Short task: List every song title named in the "Big Iron" text below, including "Big Iron" itself.

Page text:
========

- 45 Single cover

Single by Marty Robbins

from the album Gunfighter Ballads and Trail Songs
- B-side: "Saddle Tramp"
- Released: February 22, 1960
- Recorded: April 7, 1959
- Studio: Bradley Studios, Nashville, Tennessee
- Genre: Country; Western; Tex-Mex;
- Length: 3:57
- Label: Columbia
- Songwriter: Marty Robbins
- Producer: Don Law

Marty Robbins singles chronology
| "El Paso" (1959) | "Big Iron" (1960) | "Is There Any Chance" (1960) |

= Big Iron =

"Big Iron" is a Western ballad song written and performed by Marty Robbins. Originally released as an album track on Gunfighter Ballads and Trail Songs in September 1959, it was released as a single in February 1960 with the song "Saddle Tramp" as the B-side single. In 2010, members of the Western Writers of America chose it as the 11th-best Western song of all time.

========

Recorded data:
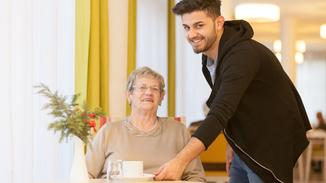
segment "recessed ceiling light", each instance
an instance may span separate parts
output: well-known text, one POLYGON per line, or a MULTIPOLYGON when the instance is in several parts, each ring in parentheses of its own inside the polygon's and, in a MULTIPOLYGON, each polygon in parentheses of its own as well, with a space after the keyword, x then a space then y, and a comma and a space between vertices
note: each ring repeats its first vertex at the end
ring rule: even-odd
POLYGON ((251 22, 275 22, 280 20, 280 7, 272 4, 241 4, 236 6, 235 17, 251 22))

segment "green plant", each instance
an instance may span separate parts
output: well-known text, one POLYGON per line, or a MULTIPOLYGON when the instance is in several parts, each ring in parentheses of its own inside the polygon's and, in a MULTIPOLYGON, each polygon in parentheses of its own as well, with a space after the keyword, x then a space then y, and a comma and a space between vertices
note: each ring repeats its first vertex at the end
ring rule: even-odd
POLYGON ((76 100, 80 94, 73 95, 71 102, 68 102, 68 96, 59 95, 57 91, 52 93, 44 84, 41 83, 34 87, 40 89, 38 94, 50 100, 44 105, 42 110, 48 110, 48 114, 56 119, 49 124, 47 129, 54 130, 54 133, 57 131, 60 132, 59 142, 61 143, 64 139, 66 139, 66 142, 67 142, 70 135, 73 135, 79 137, 85 145, 90 145, 90 140, 92 137, 91 128, 93 128, 96 132, 95 120, 104 114, 101 108, 97 107, 90 109, 86 102, 80 106, 76 103, 76 100))

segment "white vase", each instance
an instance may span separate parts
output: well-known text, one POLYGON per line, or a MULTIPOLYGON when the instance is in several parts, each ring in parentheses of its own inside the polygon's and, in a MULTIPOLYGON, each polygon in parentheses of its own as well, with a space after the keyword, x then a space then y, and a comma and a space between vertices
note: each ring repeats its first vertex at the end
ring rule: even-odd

========

Expected answer:
- "Big Iron"
- "Saddle Tramp"
- "El Paso"
- "Is There Any Chance"